## PROBLEM STATEMENT
Rewrite the data below so that every "put a point on each instance" becomes "mark every instance", leaving everything else unchanged. Omit the pictures from your version.

# # #

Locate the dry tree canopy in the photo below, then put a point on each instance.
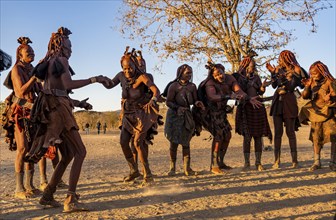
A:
(195, 30)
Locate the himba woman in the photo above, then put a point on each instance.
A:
(320, 89)
(139, 113)
(56, 125)
(180, 126)
(284, 109)
(25, 88)
(251, 122)
(218, 88)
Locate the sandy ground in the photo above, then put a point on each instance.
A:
(271, 194)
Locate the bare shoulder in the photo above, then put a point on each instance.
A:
(210, 82)
(192, 86)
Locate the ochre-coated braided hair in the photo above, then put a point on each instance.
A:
(289, 58)
(56, 42)
(323, 70)
(181, 69)
(23, 41)
(136, 58)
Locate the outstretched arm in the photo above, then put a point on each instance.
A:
(70, 84)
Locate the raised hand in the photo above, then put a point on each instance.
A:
(266, 83)
(270, 68)
(306, 82)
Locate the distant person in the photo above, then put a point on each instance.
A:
(87, 128)
(180, 126)
(320, 89)
(98, 127)
(104, 128)
(285, 78)
(61, 126)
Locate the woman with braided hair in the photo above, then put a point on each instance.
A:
(25, 89)
(320, 89)
(139, 113)
(251, 122)
(180, 126)
(218, 88)
(53, 117)
(284, 109)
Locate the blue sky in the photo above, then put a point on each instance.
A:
(98, 45)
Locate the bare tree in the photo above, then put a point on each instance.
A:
(192, 30)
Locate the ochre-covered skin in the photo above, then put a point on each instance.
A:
(320, 89)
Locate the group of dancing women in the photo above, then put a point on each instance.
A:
(40, 124)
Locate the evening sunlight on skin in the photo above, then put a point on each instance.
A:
(98, 44)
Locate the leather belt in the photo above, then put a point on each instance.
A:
(22, 102)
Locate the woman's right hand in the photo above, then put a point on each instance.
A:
(270, 68)
(306, 82)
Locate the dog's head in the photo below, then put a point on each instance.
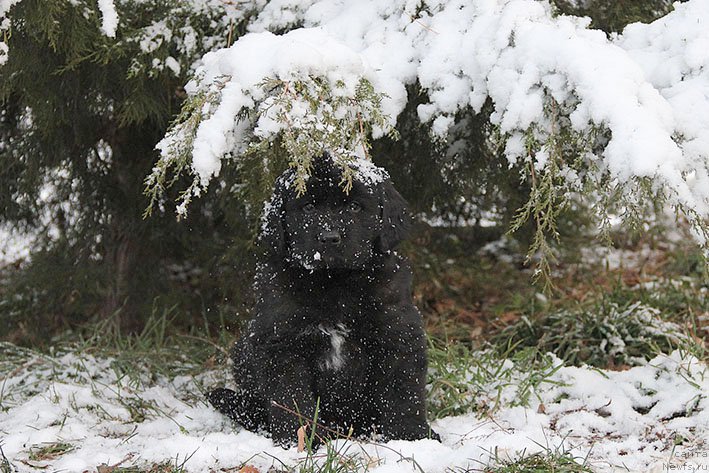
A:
(326, 228)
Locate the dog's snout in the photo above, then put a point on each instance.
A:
(330, 238)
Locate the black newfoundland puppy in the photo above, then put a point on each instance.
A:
(334, 325)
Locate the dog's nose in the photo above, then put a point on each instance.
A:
(330, 238)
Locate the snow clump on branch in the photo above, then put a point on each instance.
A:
(636, 102)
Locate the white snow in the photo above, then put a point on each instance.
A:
(109, 17)
(627, 419)
(648, 87)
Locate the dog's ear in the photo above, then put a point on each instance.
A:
(396, 221)
(272, 233)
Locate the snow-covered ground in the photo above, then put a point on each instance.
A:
(649, 418)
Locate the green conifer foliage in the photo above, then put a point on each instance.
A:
(81, 113)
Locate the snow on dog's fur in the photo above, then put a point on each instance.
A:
(334, 325)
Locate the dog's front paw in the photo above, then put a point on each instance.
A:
(224, 400)
(411, 430)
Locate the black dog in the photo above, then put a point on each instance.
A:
(335, 323)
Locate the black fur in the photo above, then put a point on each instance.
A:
(332, 284)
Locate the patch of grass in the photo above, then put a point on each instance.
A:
(463, 380)
(5, 465)
(549, 461)
(49, 451)
(602, 334)
(157, 350)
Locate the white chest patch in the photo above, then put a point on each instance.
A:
(334, 359)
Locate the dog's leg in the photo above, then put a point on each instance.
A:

# # #

## PROBLEM SOLUTION
Locate the dry tree canopy in the photo below, then mark every instance.
A:
(195, 30)
Locate the himba woman in the photo above, then mark every instance.
A:
(320, 89)
(139, 113)
(56, 125)
(180, 126)
(284, 109)
(25, 88)
(251, 122)
(218, 88)
Locate the sandy ground in the photo above, then mark every instance.
A:
(271, 194)
Locate the bare shoulder in the photo above, then mark every instance.
A:
(210, 82)
(192, 86)
Locate the ochre-coated braided hair in the photo above, then mark every instance.
A:
(289, 58)
(56, 42)
(323, 70)
(181, 69)
(23, 41)
(136, 58)
Locate the outstretched arm in the photo above, then mark every instance.
A:
(70, 84)
Locate the raised hand in the photo above, then mark every instance.
A:
(266, 83)
(270, 68)
(306, 82)
Locate the distant person in the photo above, then mark every instance.
A:
(87, 128)
(180, 126)
(320, 89)
(98, 127)
(104, 128)
(285, 78)
(61, 126)
Locate the woman with braided hair in the photo above, then mark every instance.
A:
(25, 89)
(320, 89)
(139, 113)
(251, 122)
(180, 126)
(218, 88)
(53, 117)
(284, 109)
Locate the blue sky in the photo above, then mark every instance.
A:
(98, 45)
Locate the bare tree in the photo above, then mark every instance.
A:
(192, 30)
Locate the ochre-covered skin in the photo above, then mark every instance.
A:
(320, 89)
Locate the group of dancing women in the photo above, then mark every instance.
A:
(40, 124)
Locate the evening sunlight on skin in the photo above, then mark every instance.
A:
(98, 44)
Locate the leather belt in the photo above, then mark every instance.
A:
(22, 102)
Locate the woman's right hand in the photo above, then mark every instance.
A:
(270, 68)
(306, 82)
Locate the dog's head in the photo below, then mark every instance.
A:
(326, 228)
Locate the dog's snout in the photo above, then mark every instance.
A:
(330, 238)
Locate the black newfoundland puppy in the photo above, then mark every instance.
A:
(334, 325)
Locate the dog's nose in the photo above, then mark every instance.
A:
(330, 238)
Locate the snow clump on branch in the photo above, then mark every instance.
A:
(636, 102)
Locate the white snow in the photo above, then mark every instance.
A:
(109, 17)
(627, 419)
(648, 87)
Locate the dog's ear in the photo above, then mark every instance.
A:
(396, 221)
(272, 233)
Locate the snow-covered ground in the photo above, then mark every instance.
A:
(649, 418)
Locate the green conifer foliage in the photo above, then mark every instance.
A:
(81, 113)
Locate the snow on dog's fur in the photo above, then mark every instance.
A:
(334, 325)
Locate the dog's front paw in the photo above, then mark every instance.
A:
(224, 400)
(411, 430)
Locate the black dog in the photo above, then mark every instance.
A:
(335, 323)
Locate the black fur in the photo above, then mark every instance.
A:
(332, 284)
Locate the patch of grass in the photo above, then mark every instance.
A:
(463, 380)
(5, 465)
(549, 461)
(49, 451)
(602, 334)
(157, 350)
Locate the white chest patch in the photo above, then mark every instance.
A:
(334, 359)
Locate the dog's leg in the photo above, then mark every instance.
A:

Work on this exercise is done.